Data records
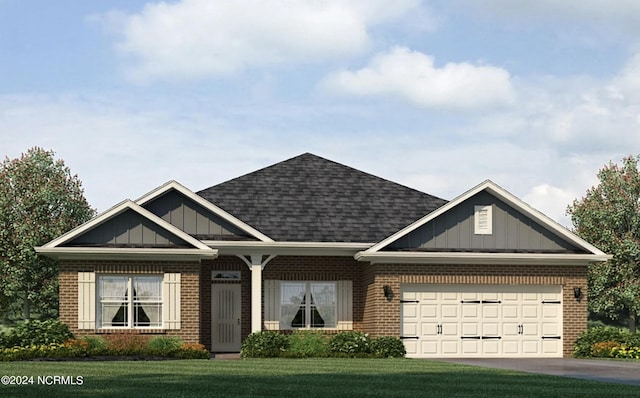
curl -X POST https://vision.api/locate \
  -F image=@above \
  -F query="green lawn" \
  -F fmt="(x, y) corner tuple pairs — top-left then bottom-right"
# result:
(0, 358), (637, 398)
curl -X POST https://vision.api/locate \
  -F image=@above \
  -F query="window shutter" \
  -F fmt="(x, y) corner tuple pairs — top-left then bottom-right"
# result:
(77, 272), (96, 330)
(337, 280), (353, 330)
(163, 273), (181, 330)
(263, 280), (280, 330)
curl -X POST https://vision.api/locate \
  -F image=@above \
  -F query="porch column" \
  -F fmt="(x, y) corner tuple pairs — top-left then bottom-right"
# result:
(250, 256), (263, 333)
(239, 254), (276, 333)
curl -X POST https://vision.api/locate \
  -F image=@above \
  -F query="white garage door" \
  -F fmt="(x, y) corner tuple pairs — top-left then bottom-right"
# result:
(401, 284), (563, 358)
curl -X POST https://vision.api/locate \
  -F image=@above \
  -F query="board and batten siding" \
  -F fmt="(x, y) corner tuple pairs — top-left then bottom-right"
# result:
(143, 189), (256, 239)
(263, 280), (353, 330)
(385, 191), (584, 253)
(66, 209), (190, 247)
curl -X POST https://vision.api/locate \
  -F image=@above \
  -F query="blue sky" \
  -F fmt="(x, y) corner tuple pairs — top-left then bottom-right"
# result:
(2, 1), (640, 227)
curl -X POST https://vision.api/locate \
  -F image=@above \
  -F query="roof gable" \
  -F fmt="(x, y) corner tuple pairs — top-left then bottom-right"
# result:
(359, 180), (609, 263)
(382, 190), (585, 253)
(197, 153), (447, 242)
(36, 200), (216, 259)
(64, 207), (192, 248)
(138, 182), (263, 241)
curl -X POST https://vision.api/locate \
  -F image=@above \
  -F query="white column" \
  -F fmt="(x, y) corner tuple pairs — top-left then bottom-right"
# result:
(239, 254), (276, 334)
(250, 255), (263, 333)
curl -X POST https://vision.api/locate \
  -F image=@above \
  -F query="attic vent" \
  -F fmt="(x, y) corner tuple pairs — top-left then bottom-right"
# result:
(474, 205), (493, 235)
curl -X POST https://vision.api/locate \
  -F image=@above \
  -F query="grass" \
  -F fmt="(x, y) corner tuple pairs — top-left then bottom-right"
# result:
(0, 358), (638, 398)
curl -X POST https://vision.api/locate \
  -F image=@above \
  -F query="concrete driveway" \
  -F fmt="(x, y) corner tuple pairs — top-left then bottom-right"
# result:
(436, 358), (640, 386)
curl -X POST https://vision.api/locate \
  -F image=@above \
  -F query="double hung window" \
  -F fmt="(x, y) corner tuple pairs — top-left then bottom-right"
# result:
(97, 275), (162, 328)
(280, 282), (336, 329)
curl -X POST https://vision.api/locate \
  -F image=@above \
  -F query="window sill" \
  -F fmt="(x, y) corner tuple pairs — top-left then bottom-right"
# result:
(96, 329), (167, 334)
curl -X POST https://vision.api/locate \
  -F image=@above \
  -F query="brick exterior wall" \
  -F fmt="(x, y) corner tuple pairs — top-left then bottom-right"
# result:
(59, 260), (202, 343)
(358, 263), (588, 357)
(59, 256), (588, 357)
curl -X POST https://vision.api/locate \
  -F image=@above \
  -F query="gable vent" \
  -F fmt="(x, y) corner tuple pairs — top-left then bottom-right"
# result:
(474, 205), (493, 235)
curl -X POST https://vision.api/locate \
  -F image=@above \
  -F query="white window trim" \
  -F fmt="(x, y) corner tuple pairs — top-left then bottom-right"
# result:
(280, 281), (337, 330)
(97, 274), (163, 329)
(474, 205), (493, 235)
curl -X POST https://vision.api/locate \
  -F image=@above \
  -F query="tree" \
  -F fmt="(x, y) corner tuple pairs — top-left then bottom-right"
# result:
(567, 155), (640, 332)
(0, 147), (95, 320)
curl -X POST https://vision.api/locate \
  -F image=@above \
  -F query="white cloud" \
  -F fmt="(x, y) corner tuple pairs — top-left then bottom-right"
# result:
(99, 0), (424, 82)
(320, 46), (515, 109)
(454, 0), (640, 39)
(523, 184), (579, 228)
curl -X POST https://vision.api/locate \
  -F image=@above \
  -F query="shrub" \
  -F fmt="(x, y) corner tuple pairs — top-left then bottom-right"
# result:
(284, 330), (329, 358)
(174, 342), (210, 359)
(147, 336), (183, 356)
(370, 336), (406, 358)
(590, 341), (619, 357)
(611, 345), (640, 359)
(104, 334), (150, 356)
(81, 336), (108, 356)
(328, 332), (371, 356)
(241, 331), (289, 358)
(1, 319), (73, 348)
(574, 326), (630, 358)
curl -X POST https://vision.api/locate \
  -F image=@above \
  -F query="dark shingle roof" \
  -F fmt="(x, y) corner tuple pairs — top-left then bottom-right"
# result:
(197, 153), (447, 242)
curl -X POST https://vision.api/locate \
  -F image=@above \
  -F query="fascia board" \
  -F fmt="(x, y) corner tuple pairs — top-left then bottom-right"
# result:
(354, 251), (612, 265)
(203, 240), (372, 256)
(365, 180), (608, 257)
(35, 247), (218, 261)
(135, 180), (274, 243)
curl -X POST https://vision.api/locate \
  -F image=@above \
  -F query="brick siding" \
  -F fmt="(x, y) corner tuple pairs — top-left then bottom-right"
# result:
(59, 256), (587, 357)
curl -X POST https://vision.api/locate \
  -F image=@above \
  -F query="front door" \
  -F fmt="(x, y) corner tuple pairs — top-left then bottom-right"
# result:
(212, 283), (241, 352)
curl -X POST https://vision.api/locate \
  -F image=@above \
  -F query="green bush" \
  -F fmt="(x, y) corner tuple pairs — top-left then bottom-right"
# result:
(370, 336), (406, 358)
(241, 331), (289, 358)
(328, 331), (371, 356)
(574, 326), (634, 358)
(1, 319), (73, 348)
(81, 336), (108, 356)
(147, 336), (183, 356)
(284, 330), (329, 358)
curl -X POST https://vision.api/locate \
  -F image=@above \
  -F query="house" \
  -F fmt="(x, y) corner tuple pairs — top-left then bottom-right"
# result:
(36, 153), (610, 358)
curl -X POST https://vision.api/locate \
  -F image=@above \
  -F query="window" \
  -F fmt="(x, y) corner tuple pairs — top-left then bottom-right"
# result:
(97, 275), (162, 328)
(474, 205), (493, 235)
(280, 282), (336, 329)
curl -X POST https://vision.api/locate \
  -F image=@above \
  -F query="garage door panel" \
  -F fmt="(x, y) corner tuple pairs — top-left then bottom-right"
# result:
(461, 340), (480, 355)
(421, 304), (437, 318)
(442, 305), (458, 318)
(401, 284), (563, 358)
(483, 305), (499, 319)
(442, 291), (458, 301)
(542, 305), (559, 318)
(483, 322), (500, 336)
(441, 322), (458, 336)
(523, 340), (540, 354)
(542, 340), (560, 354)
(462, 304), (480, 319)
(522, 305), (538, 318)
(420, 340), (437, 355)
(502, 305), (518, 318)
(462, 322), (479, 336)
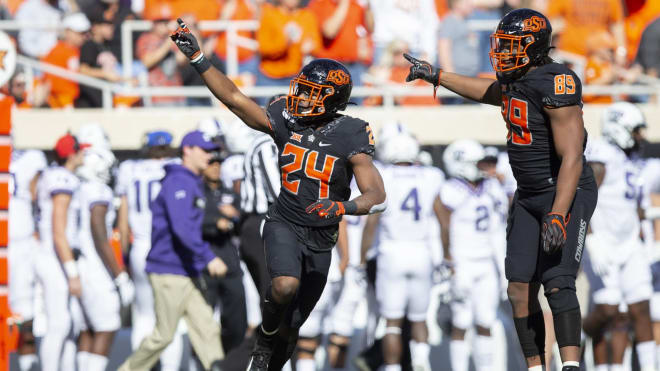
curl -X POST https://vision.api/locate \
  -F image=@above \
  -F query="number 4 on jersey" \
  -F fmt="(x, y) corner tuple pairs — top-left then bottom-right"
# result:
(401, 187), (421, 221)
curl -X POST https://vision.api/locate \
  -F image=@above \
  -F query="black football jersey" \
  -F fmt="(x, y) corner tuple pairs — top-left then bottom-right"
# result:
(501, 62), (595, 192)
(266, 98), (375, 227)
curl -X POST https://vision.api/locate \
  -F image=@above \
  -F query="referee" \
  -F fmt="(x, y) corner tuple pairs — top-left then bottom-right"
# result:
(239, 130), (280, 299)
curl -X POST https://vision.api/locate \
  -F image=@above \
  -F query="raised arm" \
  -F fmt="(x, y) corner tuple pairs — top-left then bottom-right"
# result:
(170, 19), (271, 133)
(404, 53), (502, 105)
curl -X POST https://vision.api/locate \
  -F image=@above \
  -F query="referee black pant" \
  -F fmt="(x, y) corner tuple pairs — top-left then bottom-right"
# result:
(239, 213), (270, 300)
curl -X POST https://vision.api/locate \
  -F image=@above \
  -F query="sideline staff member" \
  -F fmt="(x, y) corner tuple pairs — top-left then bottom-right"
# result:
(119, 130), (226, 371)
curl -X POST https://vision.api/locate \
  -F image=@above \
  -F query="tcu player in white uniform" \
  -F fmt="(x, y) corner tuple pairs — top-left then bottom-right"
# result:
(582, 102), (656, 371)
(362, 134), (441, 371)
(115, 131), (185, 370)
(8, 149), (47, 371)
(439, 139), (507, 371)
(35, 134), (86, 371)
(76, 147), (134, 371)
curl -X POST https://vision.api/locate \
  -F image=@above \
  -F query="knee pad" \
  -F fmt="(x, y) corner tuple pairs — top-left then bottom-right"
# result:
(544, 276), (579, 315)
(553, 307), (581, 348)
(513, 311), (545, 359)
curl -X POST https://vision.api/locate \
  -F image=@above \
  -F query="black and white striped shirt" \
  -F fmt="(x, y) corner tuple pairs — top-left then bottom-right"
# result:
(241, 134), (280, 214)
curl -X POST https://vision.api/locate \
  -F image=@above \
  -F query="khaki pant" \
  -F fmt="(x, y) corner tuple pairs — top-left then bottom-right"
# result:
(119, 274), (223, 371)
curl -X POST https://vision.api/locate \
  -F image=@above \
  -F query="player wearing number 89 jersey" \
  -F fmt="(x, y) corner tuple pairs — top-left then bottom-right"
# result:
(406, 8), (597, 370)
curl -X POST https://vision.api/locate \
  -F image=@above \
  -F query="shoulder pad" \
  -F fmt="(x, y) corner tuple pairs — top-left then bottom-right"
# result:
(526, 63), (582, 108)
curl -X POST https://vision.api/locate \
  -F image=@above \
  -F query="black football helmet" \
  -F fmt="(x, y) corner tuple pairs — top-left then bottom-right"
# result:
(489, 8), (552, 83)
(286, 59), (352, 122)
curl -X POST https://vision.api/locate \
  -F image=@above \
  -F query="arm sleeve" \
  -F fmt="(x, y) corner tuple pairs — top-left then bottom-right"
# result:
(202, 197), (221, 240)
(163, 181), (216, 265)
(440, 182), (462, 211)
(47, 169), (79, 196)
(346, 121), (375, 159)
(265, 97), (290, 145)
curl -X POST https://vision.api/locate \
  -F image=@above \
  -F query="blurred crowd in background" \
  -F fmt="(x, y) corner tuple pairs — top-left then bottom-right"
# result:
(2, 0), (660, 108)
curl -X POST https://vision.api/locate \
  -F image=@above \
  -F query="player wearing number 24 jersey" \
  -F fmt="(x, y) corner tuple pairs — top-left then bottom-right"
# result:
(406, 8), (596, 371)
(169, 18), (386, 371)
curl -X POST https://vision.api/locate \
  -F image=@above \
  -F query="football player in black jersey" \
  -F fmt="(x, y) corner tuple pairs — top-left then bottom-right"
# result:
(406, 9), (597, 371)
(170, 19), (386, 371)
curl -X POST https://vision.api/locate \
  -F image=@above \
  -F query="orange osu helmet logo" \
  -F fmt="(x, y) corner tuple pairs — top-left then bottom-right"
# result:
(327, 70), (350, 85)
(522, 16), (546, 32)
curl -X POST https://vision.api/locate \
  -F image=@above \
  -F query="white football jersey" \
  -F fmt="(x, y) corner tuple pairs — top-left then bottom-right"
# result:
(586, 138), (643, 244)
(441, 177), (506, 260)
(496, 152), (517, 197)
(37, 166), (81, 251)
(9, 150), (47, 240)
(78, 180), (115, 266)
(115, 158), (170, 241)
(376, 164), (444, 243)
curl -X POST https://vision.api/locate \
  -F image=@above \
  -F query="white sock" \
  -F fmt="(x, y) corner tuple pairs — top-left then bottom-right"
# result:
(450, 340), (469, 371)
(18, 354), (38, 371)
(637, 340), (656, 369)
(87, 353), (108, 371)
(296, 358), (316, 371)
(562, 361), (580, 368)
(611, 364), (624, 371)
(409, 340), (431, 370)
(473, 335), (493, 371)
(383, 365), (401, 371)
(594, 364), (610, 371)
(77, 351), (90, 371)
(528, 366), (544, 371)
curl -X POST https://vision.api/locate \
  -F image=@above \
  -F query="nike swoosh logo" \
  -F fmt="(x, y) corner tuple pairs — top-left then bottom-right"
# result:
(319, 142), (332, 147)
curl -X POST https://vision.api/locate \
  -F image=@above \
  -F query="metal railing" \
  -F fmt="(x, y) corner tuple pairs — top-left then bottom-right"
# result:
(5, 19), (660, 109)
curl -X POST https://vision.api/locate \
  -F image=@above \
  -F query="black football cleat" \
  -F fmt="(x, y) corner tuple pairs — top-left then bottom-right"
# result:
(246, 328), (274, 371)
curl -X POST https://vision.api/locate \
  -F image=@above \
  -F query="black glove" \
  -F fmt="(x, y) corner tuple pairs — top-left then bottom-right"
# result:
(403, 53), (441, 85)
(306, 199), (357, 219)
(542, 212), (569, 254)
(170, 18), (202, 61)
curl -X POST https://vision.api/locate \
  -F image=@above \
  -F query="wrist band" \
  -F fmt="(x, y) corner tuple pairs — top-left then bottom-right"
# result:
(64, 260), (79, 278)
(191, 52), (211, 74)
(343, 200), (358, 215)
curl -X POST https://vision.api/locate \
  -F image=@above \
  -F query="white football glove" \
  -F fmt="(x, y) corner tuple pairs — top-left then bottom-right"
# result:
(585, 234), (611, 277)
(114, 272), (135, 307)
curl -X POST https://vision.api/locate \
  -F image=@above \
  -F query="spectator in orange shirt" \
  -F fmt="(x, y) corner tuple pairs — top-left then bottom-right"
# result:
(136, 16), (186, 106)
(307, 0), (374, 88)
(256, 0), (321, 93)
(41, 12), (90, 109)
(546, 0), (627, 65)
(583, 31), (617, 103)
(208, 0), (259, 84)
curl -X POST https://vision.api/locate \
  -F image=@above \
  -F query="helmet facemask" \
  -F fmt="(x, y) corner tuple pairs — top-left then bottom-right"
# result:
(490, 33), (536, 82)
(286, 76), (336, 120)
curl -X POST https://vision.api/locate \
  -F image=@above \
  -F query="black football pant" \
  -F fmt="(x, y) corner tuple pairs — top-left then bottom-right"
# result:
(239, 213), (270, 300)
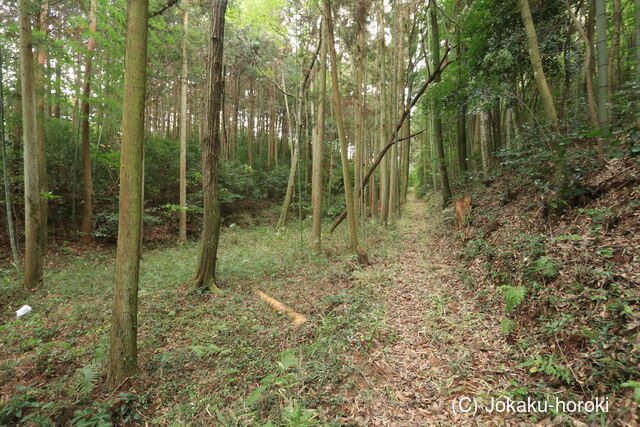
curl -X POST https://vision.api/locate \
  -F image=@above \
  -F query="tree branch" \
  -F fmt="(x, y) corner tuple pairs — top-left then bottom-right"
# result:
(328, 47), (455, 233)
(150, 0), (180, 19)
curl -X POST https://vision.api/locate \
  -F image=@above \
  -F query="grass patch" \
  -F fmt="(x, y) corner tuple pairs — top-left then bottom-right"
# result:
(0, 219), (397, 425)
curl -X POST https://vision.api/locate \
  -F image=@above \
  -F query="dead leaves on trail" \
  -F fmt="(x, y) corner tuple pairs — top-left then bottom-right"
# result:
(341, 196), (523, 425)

Your goal
A single number is required: the count of lines in the records that include the string "referee".

Solved exercise
2